SHORT PROBLEM: Write out again every line from the one containing "Each instance receives one keypoint. Annotate the person's hand" through the end of the records, inclusive, keeping the requests as they are. Multiply each coordinate in the answers by 0.45 and round to the nearest whole number, with halves rounded up.

Dataset excerpts on object pointing:
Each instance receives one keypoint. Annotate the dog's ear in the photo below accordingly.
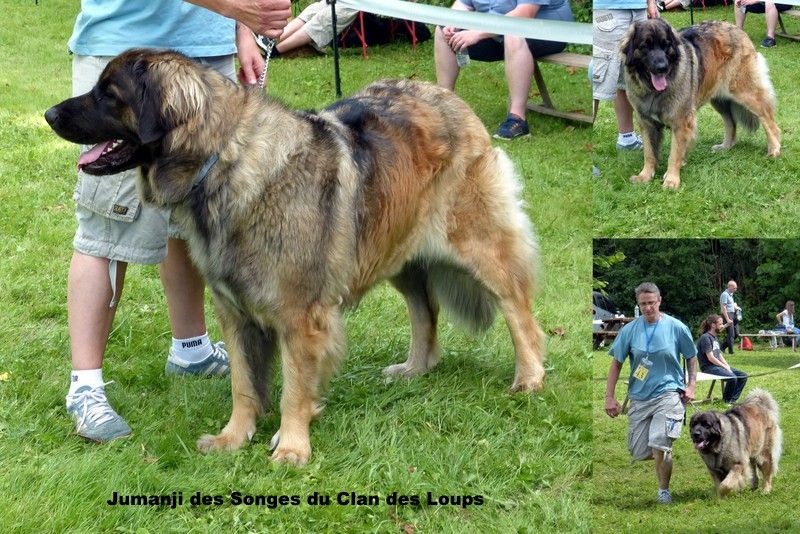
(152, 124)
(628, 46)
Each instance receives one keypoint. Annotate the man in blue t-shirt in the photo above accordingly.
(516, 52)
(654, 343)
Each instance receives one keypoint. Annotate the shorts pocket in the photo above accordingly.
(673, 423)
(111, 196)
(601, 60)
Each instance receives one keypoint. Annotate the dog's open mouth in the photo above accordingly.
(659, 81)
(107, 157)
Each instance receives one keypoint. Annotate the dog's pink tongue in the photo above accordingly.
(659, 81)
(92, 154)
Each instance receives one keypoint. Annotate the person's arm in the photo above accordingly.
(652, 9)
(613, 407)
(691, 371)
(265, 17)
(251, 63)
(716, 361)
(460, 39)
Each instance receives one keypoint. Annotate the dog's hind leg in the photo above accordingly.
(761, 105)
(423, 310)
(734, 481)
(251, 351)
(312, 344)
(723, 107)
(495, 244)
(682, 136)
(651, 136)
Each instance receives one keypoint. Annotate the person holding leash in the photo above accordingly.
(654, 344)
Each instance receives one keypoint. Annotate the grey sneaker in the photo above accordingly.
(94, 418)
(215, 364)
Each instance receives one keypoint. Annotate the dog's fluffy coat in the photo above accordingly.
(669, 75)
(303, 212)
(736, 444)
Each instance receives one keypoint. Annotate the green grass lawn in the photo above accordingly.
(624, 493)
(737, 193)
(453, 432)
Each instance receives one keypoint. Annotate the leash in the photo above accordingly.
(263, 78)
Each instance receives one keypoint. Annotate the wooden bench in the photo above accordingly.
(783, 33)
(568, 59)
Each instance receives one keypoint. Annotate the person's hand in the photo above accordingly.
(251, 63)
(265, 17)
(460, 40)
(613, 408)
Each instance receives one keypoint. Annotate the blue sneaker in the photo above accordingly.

OUTPUT OF THE TASK:
Each instance receives one keypoint. Annotate the person's hand in the photo above accordingly.
(113, 28)
(119, 8)
(207, 18)
(276, 184)
Each instance receives one keypoint. Annotate the blue sneaker in the photo above accordingly.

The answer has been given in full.